### [Exercise data]
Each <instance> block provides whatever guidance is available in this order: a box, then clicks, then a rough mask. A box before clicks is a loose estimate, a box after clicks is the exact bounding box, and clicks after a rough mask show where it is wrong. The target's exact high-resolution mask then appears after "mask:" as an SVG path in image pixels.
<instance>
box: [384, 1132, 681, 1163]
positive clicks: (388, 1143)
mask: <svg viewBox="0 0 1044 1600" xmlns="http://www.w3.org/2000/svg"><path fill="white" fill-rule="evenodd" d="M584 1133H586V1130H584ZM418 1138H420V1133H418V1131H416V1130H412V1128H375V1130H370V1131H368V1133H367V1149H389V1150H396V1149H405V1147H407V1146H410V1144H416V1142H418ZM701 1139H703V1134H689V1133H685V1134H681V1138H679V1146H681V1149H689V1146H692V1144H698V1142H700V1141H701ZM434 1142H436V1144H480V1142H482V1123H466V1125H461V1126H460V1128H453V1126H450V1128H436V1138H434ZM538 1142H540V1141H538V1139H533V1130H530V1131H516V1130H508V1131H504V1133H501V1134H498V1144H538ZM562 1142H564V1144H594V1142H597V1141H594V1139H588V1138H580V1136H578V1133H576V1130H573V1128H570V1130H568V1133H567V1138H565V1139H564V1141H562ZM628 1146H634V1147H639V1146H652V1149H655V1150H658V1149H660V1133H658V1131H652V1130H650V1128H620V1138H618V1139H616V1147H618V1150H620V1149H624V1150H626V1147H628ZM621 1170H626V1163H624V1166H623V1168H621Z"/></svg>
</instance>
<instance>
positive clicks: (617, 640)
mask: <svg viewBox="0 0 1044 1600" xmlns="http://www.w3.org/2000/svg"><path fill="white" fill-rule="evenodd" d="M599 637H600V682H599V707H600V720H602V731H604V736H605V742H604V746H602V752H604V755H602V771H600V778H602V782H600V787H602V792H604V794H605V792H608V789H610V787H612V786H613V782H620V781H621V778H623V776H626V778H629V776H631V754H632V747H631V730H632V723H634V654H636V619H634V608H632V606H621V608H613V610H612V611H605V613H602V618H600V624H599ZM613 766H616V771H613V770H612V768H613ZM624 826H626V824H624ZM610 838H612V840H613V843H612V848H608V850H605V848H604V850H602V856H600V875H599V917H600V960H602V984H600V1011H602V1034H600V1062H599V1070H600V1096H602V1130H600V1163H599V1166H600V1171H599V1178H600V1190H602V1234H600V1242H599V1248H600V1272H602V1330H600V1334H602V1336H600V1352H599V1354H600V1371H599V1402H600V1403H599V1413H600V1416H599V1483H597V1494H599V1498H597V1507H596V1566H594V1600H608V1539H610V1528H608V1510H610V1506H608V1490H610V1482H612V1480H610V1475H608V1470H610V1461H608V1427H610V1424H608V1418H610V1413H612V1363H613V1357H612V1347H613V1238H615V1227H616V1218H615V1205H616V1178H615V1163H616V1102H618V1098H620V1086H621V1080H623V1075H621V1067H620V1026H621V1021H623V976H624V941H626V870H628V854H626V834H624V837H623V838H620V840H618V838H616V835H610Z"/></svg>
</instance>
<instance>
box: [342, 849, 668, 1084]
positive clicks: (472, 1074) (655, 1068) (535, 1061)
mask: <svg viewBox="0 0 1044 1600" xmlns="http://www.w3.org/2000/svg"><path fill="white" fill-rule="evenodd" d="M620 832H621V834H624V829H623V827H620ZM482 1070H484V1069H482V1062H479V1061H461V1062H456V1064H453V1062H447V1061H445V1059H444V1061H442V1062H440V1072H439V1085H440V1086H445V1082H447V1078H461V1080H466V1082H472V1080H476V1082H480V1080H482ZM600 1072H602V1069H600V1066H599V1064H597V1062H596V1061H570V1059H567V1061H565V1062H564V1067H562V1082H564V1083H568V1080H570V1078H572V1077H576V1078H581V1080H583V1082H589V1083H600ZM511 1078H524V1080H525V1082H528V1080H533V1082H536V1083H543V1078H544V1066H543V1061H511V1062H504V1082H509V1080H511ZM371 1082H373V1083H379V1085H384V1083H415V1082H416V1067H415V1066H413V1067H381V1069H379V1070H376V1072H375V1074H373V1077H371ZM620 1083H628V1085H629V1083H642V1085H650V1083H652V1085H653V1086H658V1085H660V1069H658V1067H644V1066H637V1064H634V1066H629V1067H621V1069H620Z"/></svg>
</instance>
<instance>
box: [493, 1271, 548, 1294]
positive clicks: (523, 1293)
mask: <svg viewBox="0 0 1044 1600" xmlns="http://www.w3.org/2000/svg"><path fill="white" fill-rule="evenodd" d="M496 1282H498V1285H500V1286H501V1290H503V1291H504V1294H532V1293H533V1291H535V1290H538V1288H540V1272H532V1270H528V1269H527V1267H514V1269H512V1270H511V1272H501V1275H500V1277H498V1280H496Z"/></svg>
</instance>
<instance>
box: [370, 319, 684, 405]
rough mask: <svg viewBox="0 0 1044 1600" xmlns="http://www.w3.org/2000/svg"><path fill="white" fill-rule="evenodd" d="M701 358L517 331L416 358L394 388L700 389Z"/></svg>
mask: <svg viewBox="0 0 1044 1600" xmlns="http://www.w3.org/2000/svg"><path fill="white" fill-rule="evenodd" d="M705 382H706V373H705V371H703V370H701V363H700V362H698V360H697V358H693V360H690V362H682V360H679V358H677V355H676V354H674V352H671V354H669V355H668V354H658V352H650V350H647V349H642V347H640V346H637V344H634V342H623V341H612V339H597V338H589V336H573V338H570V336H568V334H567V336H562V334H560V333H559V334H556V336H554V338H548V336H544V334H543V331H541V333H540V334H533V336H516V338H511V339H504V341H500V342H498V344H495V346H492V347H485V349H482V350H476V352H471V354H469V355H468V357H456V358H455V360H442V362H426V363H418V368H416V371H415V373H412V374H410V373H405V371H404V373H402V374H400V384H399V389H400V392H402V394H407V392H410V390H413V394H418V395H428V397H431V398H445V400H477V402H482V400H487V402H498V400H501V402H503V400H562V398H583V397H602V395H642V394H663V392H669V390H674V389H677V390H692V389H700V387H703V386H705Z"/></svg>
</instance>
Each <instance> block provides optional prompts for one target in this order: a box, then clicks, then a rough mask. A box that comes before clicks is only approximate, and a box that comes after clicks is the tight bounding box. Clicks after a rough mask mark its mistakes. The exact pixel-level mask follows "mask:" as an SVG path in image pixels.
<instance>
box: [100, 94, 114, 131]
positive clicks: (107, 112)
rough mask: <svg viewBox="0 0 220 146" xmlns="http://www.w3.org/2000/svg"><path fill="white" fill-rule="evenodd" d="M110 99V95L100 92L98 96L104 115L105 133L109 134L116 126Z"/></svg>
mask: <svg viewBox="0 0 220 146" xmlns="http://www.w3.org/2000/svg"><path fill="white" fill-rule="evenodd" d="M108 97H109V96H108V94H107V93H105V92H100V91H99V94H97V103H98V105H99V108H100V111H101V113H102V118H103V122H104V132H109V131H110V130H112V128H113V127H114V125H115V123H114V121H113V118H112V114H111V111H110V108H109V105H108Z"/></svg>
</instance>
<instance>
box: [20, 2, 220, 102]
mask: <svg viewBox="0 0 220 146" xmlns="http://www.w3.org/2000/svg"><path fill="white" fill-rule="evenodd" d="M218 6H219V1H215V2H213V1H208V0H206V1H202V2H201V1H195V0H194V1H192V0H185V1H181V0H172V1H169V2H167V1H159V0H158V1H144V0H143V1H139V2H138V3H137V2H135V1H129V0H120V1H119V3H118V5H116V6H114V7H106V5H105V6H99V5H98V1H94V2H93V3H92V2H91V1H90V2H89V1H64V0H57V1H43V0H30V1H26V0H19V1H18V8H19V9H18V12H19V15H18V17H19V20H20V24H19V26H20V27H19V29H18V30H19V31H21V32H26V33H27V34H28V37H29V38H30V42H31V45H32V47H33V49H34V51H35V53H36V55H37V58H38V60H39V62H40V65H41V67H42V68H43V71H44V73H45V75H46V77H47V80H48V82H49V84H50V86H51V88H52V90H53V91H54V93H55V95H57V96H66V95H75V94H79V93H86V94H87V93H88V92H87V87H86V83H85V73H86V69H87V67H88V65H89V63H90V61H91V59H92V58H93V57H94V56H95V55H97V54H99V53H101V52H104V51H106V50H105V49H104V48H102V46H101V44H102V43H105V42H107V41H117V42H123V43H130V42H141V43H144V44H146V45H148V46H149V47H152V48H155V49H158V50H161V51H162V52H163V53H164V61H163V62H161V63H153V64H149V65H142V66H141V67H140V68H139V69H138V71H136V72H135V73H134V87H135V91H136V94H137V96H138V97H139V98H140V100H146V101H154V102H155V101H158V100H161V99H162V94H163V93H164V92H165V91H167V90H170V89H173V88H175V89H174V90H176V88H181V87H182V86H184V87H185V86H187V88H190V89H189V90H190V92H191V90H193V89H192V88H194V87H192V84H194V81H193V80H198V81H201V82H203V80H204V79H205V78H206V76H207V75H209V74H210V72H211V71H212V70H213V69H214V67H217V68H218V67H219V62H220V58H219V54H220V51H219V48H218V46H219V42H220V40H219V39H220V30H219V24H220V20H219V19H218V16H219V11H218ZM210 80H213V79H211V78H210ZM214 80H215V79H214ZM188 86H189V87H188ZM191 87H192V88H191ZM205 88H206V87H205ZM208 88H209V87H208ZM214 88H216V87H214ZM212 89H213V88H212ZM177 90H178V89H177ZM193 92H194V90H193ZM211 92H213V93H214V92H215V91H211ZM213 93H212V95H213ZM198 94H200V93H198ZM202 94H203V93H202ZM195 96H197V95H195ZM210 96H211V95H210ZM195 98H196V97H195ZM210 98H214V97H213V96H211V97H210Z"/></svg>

### [To do]
Show each line from the material above where the string "provides" can be found.

### [Result for this exercise]
Each <instance> block provides whatever guidance is available in this order: a box, then clicks, then a rough mask. A box before clicks is a loose estimate, a box after clicks is the exact bounding box, and clicks after a rough mask show where it is wrong. The target's exact high-resolution mask then appears after "mask:" as an SVG path in image pixels.
Each <instance> block provides optional prompts for one target in this order: a box, then clicks, then a rough mask. A box that comes before clicks is only approximate, and a box that comes after clicks is the tight bounding box. Clicks after a rough mask mark its mistakes. The exact pixel-level mask follows "mask:" as an SVG path in image pixels.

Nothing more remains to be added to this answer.